## [Page text]
========

Self-Help International (SHI) devotes its efforts to alleviating world hunger and poverty by providing opportunities to rural citizens that ultimately lead to self-reliance. Since its inception, Self-Help has served as a vessel; training, education, and opportunities are provided to rural citizens and whole communities in developing countries so that they can have better lives.
Founder Vern Schield established Self-Help International as an ecumenical, non-profit 501(c)(3) organization in 1959. Raised on a farm during the Depression, Schield observed hard working farmers in developing countries unable to get ahead due to limited means and inadequate farming practices. He developed a small, sturdy, tractor called the “Self-Helper” which was shipped to nearly 50 countries around the world for over thirty years. This was a significant beginning for Self-Help’s work with farmers.
As time continued and world conditions changed, Self-Help began fulfilling its mission from a new angle. SHI discontinued tractor distribution and turned to Ghana, West Africa at the request of Nobel Peace Prize Laureate, Dr. Norman Borlaug. He requested a partnership and since then SHI has devoted its efforts to training farmers in agricultural development at the grass roots level. Training and education include: benefits of growing Quality Protein Maize (QPM) as seed to increase yields and to improve diets, to improve cultivation practices, to introduce post-harvest technology, to provide marketing tools and the concept of savings, and to provide basic instruction in nutrition and family healthcare.

========

## [Records shown]
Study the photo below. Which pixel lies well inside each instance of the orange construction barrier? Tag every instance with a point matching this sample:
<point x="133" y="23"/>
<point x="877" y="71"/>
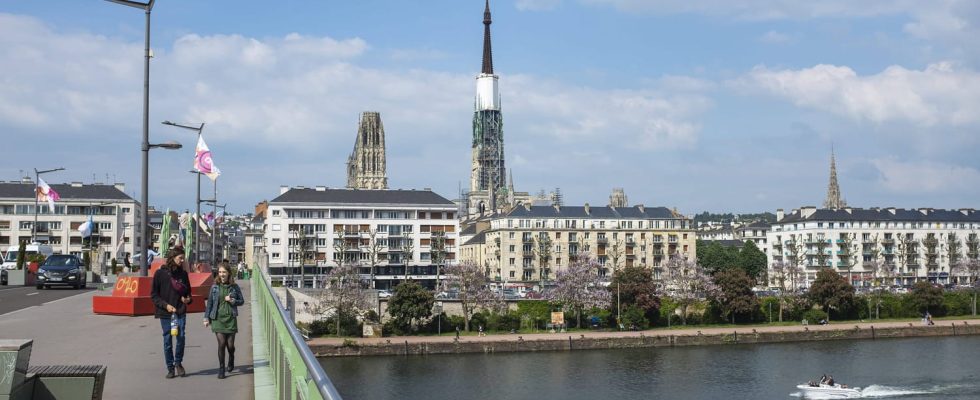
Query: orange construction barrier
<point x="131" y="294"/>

========

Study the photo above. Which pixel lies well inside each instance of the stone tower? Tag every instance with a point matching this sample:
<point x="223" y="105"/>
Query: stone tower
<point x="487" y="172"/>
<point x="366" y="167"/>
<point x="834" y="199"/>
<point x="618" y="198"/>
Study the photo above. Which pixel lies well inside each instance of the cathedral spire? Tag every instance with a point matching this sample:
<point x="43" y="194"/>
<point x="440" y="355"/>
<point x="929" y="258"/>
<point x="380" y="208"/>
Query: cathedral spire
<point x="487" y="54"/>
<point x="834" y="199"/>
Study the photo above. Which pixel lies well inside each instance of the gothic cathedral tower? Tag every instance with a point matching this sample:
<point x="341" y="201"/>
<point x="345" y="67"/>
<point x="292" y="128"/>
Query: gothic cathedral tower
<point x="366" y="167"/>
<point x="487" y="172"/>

========

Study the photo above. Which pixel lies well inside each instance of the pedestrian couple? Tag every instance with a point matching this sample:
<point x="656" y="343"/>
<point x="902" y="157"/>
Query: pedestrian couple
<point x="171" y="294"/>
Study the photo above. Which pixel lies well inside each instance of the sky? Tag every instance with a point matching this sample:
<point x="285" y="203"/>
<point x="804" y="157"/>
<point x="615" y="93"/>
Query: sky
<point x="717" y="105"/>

========

## [Questions on the material]
A) Based on the Self-Help International text, say yes or no to each statement and quote the words that decide it: (i) Self-Help International was established in 1959. (ii) The "Self-Helper" tractor was shipped to more than a hundred countries. (iii) SHI turned to Ghana at the request of Dr. Norman Borlaug.
B) Reproduce the part of the Self-Help International text that opens with the words containing "As time continued" and closes with "and family healthcare.".
The records are separate material, unrelated to the Self-Help International text.

## [Answer section]
A)
(i) Yes: "established Self-Help International as an ecumenical, non-profit 501(c)(3) organization in 1959"
(ii) No: "shipped to nearly 50 countries around the world"
(iii) Yes: "turned to Ghana, West Africa at the request of Nobel Peace Prize Laureate, Dr. Norman Borlaug"

B)
As time continued and world conditions changed, Self-Help began fulfilling its mission from a new angle. SHI discontinued tractor distribution and turned to Ghana, West Africa at the request of Nobel Peace Prize Laureate, Dr. Norman Borlaug. He requested a partnership and since then SHI has devoted its efforts to training farmers in agricultural development at the grass roots level. Training and education include: benefits of growing Quality Protein Maize (QPM) as seed to increase yields and to improve diets, to improve cultivation practices, to introduce post-harvest technology, to provide marketing tools and the concept of savings, and to provide basic instruction in nutrition and family healthcare.